→ MATERIAL SUPPLIED:

-=-=-

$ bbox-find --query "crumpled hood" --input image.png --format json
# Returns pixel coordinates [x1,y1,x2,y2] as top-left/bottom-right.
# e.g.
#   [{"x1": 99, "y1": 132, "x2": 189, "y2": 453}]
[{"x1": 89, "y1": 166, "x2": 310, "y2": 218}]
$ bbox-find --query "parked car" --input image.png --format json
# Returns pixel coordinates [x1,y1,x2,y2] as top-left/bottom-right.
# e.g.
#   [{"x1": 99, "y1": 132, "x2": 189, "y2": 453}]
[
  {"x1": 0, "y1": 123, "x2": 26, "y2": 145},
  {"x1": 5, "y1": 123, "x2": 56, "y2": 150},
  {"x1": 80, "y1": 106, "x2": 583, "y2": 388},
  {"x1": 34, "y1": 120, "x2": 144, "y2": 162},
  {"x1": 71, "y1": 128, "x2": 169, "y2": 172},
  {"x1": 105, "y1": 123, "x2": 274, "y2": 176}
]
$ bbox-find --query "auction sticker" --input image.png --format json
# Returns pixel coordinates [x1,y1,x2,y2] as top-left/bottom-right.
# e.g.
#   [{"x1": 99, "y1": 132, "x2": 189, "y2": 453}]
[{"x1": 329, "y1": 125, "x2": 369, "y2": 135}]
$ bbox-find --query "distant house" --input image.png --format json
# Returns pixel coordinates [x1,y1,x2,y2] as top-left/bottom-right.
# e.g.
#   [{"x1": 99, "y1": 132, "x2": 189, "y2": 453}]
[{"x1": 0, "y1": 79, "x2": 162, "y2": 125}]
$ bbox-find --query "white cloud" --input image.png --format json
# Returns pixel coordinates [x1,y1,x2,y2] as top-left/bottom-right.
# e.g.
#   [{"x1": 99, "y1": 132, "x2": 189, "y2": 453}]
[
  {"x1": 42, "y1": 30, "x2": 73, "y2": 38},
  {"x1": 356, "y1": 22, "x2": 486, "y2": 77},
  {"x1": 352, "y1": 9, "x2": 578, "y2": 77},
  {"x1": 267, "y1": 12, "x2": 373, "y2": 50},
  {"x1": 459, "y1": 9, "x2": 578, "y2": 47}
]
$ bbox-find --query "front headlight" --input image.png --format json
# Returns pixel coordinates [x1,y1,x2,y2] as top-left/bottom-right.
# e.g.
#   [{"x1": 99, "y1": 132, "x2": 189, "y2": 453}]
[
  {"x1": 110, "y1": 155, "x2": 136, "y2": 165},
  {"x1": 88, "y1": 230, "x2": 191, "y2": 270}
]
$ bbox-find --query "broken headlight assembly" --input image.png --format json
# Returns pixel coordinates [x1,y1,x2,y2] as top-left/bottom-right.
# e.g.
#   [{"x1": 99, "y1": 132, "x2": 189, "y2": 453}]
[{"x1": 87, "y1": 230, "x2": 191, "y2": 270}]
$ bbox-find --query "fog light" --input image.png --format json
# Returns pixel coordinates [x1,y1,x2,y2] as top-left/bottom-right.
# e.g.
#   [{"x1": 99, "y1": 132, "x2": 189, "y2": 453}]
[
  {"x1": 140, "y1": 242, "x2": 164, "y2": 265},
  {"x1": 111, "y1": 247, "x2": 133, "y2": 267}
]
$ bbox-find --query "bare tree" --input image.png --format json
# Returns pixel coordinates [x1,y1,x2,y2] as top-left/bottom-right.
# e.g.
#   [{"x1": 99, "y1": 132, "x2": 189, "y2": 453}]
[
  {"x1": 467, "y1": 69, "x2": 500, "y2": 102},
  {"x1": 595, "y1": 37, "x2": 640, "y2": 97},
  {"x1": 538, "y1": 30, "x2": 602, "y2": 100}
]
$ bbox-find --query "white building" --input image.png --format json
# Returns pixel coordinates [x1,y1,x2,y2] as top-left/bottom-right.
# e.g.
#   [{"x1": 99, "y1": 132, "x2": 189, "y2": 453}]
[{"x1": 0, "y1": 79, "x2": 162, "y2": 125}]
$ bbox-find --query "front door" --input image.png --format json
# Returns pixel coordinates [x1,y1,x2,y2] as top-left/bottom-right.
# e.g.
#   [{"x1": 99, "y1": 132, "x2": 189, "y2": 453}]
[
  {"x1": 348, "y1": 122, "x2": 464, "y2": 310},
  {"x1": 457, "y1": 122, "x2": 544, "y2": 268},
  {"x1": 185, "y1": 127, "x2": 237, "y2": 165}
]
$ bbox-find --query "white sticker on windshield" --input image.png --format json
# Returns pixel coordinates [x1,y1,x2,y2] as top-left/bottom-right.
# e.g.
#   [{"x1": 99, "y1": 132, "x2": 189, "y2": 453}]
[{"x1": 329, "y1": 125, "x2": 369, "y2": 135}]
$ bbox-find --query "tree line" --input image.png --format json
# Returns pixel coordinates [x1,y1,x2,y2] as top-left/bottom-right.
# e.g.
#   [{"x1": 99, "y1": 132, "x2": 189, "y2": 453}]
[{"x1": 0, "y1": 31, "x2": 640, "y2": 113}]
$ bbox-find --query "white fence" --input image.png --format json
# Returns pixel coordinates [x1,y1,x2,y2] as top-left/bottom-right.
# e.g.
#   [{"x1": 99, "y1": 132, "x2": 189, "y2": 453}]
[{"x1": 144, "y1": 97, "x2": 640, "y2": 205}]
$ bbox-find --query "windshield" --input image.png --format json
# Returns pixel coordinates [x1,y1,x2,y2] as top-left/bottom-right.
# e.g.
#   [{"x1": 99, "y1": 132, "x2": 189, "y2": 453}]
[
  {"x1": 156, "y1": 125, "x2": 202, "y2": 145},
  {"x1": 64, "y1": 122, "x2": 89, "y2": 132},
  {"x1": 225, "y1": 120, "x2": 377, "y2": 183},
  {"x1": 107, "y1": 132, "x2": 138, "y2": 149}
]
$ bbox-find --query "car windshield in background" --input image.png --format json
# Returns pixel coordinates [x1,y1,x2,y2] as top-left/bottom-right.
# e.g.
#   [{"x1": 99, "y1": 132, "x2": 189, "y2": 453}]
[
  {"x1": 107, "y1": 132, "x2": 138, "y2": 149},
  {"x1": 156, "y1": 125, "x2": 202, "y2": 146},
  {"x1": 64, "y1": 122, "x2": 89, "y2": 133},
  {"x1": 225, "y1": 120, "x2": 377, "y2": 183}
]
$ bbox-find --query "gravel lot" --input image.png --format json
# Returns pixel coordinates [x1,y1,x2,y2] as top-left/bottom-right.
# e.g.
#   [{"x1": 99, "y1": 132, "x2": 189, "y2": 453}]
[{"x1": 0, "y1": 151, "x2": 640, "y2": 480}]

-=-=-

→ EXERCISE PROMPT:
Which lines of the data above contain the string "windshield", matching case exactly? Identify each such line and copy it out in full.

→ RESULT FOR THIS TASK:
$ bbox-find --query "white sticker on windshield" --input image.png --format json
$ bbox-find --query "windshield" --input image.png --format json
$ bbox-find --query "car windshield in background" --input image.png --format json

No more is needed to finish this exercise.